Objetivo
No trecho sobre a Hungria, em que mês e ano ocorreu o referendo contra as cotas de refugiados determinadas pela UE?

Trecho do texto
···
Foi assim que em 2016 —depois de morar 5 anos na Hungria sob o regime do premiê Viktor Orbán— recebi uma carta do governo húngaro contra as políticas migratórias da União Europeia (UE). 

À época, nas avenidas e no metrô da capital húngara, Orbán espalhara cartazes e outdoors criticando a UE: “Você sabia que Bruxelas quer assentamentos de imigrantes ilegais do tamanho de uma cidade na Hungria?”, dizia um deles. “Paremos Bruxelas!”, gritava outro cartaz. 

AÀ frente, ativista com máscara do premiê húngaro, Viktor Orbán, coloca arame farpado contra refugiados, em protesto em Bruxelas -  Yves Herman - 14.set.15/Reuters

Essa retórica antimigratória gerou forte resistência em grande parcela da população. Em reação a um referendo em outubro de 2016 contra as cotas de refugiados determinadas pela UE, milhares foram espontaneamente às ruas em protestos na capital.

Durante o auge da crise migratória, dezenas de voluntários se revezaram dia e noite para prover comida para os refugiados que estavam morando na estação de trem central da cidade à espera do processamento de seus papéis.
···
Registros exibidos
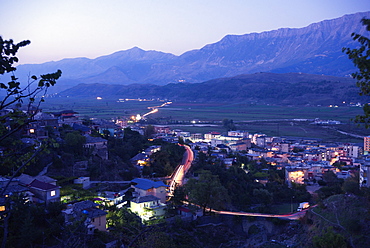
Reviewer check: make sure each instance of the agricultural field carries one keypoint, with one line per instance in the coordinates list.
(204, 117)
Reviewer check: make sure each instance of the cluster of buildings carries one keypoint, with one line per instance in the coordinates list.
(305, 159)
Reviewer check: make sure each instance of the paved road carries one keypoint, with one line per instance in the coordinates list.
(294, 216)
(180, 171)
(121, 182)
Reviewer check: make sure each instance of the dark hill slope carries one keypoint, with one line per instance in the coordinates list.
(268, 88)
(315, 49)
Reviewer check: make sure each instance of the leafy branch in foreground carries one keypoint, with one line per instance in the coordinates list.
(361, 59)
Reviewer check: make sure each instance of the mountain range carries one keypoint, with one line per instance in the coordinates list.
(257, 88)
(315, 49)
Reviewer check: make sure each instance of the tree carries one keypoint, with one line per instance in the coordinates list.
(361, 59)
(206, 191)
(13, 122)
(330, 239)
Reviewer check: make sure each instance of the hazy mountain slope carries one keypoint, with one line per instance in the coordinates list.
(267, 88)
(315, 49)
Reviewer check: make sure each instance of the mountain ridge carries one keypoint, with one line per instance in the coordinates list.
(257, 88)
(314, 49)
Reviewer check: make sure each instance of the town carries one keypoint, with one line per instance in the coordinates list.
(304, 170)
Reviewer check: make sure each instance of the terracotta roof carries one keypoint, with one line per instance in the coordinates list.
(147, 198)
(41, 185)
(146, 184)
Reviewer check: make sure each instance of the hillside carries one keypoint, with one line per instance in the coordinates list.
(315, 49)
(265, 88)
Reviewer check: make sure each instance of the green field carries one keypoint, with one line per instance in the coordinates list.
(271, 120)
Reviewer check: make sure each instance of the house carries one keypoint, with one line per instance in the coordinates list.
(212, 135)
(365, 174)
(14, 188)
(96, 218)
(241, 146)
(27, 179)
(147, 207)
(97, 145)
(196, 137)
(295, 175)
(44, 192)
(144, 187)
(162, 129)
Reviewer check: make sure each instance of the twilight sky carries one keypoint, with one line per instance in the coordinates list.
(92, 28)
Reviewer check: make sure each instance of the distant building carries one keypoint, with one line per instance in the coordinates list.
(367, 144)
(365, 174)
(96, 218)
(144, 187)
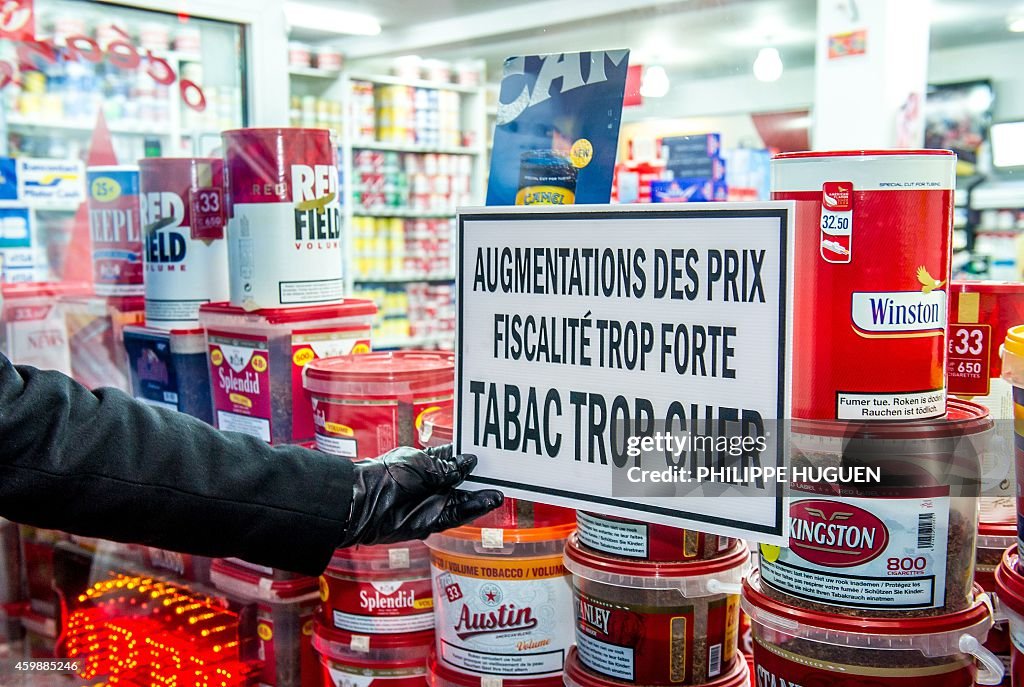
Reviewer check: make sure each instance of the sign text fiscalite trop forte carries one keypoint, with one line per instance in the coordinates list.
(583, 331)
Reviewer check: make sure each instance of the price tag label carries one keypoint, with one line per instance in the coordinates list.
(837, 221)
(208, 216)
(969, 359)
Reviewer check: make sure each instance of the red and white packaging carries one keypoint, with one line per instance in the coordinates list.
(284, 218)
(95, 336)
(503, 600)
(1010, 589)
(891, 547)
(577, 675)
(284, 621)
(116, 227)
(657, 624)
(795, 646)
(183, 218)
(365, 405)
(372, 660)
(33, 331)
(378, 590)
(980, 315)
(645, 541)
(257, 359)
(993, 540)
(442, 676)
(872, 245)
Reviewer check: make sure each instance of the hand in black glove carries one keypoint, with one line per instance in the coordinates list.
(409, 494)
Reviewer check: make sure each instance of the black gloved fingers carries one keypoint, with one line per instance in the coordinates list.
(464, 507)
(419, 472)
(443, 453)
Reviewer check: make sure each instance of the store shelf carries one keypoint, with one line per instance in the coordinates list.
(401, 212)
(23, 123)
(414, 147)
(414, 342)
(313, 73)
(415, 83)
(403, 278)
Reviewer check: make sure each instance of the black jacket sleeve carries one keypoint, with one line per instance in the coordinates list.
(101, 464)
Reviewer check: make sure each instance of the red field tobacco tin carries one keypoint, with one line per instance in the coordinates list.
(182, 206)
(284, 217)
(872, 241)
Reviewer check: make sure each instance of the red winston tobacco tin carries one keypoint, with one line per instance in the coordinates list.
(872, 237)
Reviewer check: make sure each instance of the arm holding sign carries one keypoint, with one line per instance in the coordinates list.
(101, 464)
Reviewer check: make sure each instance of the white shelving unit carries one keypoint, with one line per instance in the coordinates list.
(177, 138)
(338, 87)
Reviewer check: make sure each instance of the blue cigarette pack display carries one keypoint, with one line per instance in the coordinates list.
(688, 190)
(557, 128)
(169, 370)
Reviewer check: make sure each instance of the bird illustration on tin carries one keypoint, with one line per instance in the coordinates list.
(928, 283)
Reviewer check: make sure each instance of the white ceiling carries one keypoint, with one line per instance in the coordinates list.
(701, 38)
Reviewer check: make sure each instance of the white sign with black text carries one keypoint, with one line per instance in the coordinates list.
(629, 361)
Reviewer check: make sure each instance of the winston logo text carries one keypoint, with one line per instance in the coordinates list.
(506, 617)
(899, 312)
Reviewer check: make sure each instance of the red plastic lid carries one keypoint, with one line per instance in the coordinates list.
(513, 534)
(127, 303)
(414, 640)
(263, 586)
(977, 286)
(379, 554)
(350, 307)
(270, 130)
(969, 617)
(45, 289)
(1010, 583)
(1007, 528)
(439, 670)
(381, 367)
(437, 427)
(738, 555)
(736, 676)
(963, 418)
(157, 162)
(859, 154)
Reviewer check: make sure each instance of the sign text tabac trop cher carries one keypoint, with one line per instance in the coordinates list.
(582, 330)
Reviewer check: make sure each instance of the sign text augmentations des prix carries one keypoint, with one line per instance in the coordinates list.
(582, 327)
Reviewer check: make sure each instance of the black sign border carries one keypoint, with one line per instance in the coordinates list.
(780, 214)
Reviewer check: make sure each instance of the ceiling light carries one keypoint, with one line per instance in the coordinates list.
(768, 66)
(654, 83)
(318, 17)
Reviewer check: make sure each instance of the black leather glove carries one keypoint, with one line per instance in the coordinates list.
(409, 494)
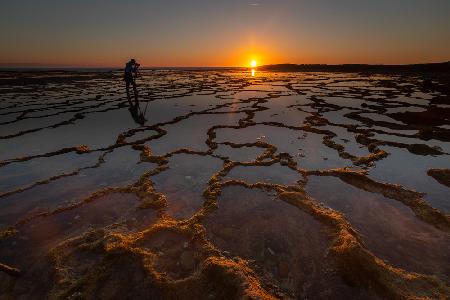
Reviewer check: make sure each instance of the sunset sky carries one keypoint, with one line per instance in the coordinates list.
(223, 33)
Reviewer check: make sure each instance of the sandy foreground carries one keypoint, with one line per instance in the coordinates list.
(224, 185)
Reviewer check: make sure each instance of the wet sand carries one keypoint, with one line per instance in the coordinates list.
(284, 185)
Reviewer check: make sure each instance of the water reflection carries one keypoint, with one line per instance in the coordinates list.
(135, 109)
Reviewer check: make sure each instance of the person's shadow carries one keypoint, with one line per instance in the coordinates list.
(135, 108)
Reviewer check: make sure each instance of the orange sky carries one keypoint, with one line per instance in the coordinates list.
(223, 33)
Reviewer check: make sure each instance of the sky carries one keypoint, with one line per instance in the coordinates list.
(106, 33)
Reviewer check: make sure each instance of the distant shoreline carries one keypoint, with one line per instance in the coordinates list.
(428, 67)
···
Resposta
Em outubro de 2016.